● What to work on:
1. In the report on the polytechnic event, who is named as the acting Rector?
2. Reproduce the polytechnic report word for word, starting with "The Acting Rector also" and going on through "in external competitions.".

::: Reading text :::

Speaking at the event witnessed by most of the school’s past leaders, the acting Rector of the Polytechnic, Dr. Ayodele Olaosebikan, expressed satisfaction that workers at the institution have now put behind the acrimony of the past that had hindered the progress of the school.
Dr. Olaosebikan, who said the school had now strengthened its processes, instilled discipline and enthroned accountability in all its activities, added that it had now joined the league of a few higher institutions that have fully embraced information and communication technology to run virtually all their processes.
The Acting Rector also said that all programmes in the school had been fully accredited, adding that there were plans to introduce new courses such as Agricultural Engineering, Material science Technology, Mining, Operation Research, Animal Production Technology and Hospitality Management to make use of the increase in its infrastructure at the permanent site.
She said the school now has about 30 Doctoral degree holders on its staff list, up from just three in 2010, adding that the development was already impacting positively on the academic performance of students both at school examminations and in external competitions.

::: Information shown :::

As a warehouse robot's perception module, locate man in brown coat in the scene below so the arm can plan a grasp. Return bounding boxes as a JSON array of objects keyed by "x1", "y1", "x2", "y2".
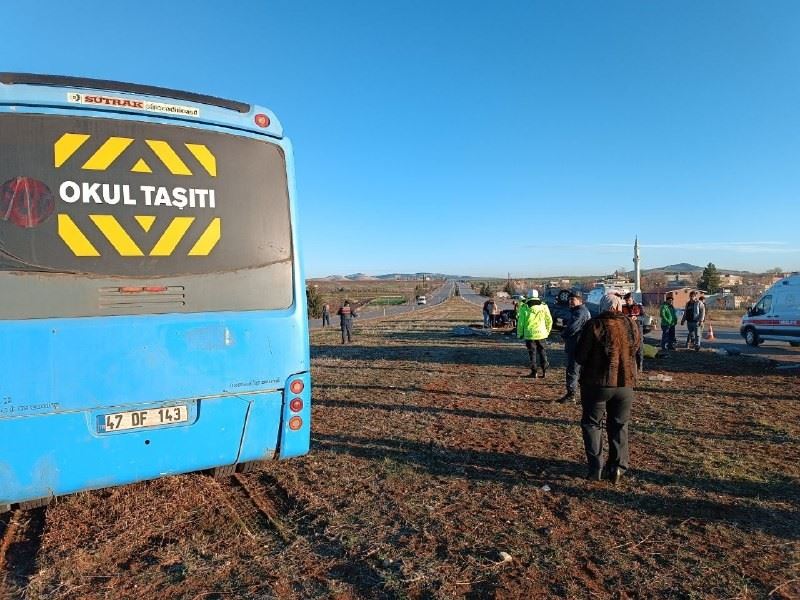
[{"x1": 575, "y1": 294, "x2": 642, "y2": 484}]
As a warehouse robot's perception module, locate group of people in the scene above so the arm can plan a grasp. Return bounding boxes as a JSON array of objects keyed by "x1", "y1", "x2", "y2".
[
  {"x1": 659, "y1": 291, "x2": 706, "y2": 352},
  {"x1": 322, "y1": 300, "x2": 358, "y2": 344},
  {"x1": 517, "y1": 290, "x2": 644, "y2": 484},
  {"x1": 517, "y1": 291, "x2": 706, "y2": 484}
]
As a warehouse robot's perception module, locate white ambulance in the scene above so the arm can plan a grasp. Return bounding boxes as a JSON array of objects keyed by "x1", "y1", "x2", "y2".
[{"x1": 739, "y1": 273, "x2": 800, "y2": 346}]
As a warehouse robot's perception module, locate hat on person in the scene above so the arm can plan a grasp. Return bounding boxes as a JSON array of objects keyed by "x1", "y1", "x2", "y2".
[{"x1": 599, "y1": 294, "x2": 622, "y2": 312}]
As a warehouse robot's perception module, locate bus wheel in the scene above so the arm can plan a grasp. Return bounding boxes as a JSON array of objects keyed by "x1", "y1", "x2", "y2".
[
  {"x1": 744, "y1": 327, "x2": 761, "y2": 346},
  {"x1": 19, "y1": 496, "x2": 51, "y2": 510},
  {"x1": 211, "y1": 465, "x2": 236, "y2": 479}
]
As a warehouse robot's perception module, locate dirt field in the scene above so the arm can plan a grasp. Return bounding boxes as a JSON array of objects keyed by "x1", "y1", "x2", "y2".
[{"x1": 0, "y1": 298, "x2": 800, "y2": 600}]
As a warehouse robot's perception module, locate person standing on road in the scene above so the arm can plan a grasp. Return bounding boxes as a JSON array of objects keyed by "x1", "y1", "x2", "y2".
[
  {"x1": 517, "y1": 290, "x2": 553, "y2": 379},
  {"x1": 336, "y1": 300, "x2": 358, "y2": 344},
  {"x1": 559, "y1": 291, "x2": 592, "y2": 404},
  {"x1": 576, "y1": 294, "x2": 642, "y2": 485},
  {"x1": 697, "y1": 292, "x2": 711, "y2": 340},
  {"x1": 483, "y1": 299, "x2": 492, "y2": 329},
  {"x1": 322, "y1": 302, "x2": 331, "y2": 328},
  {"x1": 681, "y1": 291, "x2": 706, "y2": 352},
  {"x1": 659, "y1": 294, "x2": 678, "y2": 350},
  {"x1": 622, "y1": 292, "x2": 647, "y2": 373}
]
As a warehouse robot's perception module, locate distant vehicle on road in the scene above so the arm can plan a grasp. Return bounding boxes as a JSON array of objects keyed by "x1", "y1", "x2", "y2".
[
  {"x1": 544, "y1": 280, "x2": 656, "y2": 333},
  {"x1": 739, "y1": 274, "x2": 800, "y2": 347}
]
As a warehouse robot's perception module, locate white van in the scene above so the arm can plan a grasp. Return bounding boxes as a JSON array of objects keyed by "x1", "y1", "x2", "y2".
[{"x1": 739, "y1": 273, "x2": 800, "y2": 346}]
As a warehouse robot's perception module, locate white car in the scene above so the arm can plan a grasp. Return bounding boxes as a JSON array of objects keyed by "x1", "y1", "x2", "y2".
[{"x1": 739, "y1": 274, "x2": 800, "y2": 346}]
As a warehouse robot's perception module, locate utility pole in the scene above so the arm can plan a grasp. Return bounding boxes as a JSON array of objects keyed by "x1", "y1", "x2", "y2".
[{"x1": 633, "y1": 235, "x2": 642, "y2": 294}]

:::

● Solution list:
1. Dr. Ayodele Olaosebikan

2.
The Acting Rector also said that all programmes in the school had been fully accredited, adding that there were plans to introduce new courses such as Agricultural Engineering, Material science Technology, Mining, Operation Research, Animal Production Technology and Hospitality Management to make use of the increase in its infrastructure at the permanent site.
She said the school now has about 30 Doctoral degree holders on its staff list, up from just three in 2010, adding that the development was already impacting positively on the academic performance of students both at school examminations and in external competitions.